■ Input records:
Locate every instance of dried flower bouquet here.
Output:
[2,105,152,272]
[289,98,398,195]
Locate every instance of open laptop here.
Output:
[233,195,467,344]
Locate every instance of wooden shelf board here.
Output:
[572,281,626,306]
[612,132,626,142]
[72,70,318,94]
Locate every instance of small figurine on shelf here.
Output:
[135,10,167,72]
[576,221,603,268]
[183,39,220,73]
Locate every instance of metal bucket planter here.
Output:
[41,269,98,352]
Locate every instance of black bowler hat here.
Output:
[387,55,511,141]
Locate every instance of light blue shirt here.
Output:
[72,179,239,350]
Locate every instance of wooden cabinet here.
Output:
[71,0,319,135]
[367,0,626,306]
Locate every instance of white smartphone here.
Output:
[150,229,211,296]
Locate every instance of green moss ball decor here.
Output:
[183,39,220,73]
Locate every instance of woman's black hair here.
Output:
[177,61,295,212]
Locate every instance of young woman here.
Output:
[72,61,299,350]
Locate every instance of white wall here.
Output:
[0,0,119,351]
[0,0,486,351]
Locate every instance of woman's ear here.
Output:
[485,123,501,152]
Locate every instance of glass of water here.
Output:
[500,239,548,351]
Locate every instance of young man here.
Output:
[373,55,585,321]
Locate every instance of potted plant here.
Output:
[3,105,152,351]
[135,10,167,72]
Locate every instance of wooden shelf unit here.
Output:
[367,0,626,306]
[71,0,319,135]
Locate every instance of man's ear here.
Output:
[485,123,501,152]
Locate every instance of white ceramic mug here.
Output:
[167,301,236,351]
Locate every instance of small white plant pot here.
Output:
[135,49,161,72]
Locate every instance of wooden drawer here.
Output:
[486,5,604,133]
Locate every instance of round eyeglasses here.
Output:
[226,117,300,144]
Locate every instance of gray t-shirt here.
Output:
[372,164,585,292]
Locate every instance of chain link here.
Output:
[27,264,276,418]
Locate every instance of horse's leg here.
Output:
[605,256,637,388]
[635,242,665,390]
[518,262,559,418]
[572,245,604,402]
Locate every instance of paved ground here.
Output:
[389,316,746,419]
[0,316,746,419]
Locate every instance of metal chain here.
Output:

■ Work required:
Rewrite all of the records above, putting "Find all occurrences of" wherever "Locate every instance of" appears and leaving everything else unchanged.

■ Exercise output:
Find all occurrences of dried flower bouquet here.
Output:
[2,105,152,272]
[289,98,398,195]
Find all occurrences of open laptop here.
Output:
[233,195,467,344]
Find all occurrences of wooden shelf board here.
Output:
[572,281,626,306]
[612,132,626,142]
[72,70,318,94]
Find all occurrences of small figurine on shelf here.
Output:
[135,10,167,72]
[576,221,603,268]
[183,39,220,73]
Find all occurrences of metal bucket planter here.
Output:
[41,269,98,352]
Find all occurrences of black bowler hat here.
Output:
[387,55,511,141]
Find all occurrences of light blue shirt here.
Output:
[72,179,239,350]
Find all occurrences of wooden cabinet here.
Output:
[71,0,319,135]
[367,0,626,306]
Find all occurrences of white smartphone here.
Output:
[150,229,211,296]
Find all occurrences of green moss ball decor here.
Output:
[183,39,220,73]
Find all occurrences of woman's black hair here.
Output:
[177,61,295,212]
Find all occurrences of young woman here.
Output:
[72,61,299,350]
Find all occurrences of white wall here.
Output:
[0,0,119,351]
[0,0,486,351]
Find all occurrences of woman's ear here.
Output:
[485,123,501,152]
Find all occurrences of glass of water here.
Output:
[500,239,548,351]
Find all occurrences of young man here.
Output:
[373,55,585,321]
Find all occurrences of potted plant here.
Output:
[3,105,152,351]
[135,10,167,72]
Find all occurrences of wooden shelf unit here.
Output:
[367,0,626,306]
[71,0,319,135]
Find all occurrences of man's ear here.
Output:
[485,123,501,152]
Find all occurrences of white ceramic mug here.
Output:
[167,301,236,351]
Find all occurrences of small white plant pot here.
Output:
[135,49,161,72]
Find all occurrences of wooden drawer here.
Output:
[486,5,604,133]
Find all occurrences of round eyeglasses here.
Output:
[226,117,300,144]
Find all occurrences of gray t-shirt here.
Output:
[372,164,585,292]
Find all occurrences of chain link here.
Output:
[27,264,276,418]
Find all occurrences of horse's leg here.
Output:
[605,256,637,388]
[635,242,665,390]
[518,262,559,418]
[572,245,604,402]
Find all occurrences of paved ground here.
Output:
[389,316,746,419]
[0,316,746,419]
Find all occurrences of metal chain here.
Output:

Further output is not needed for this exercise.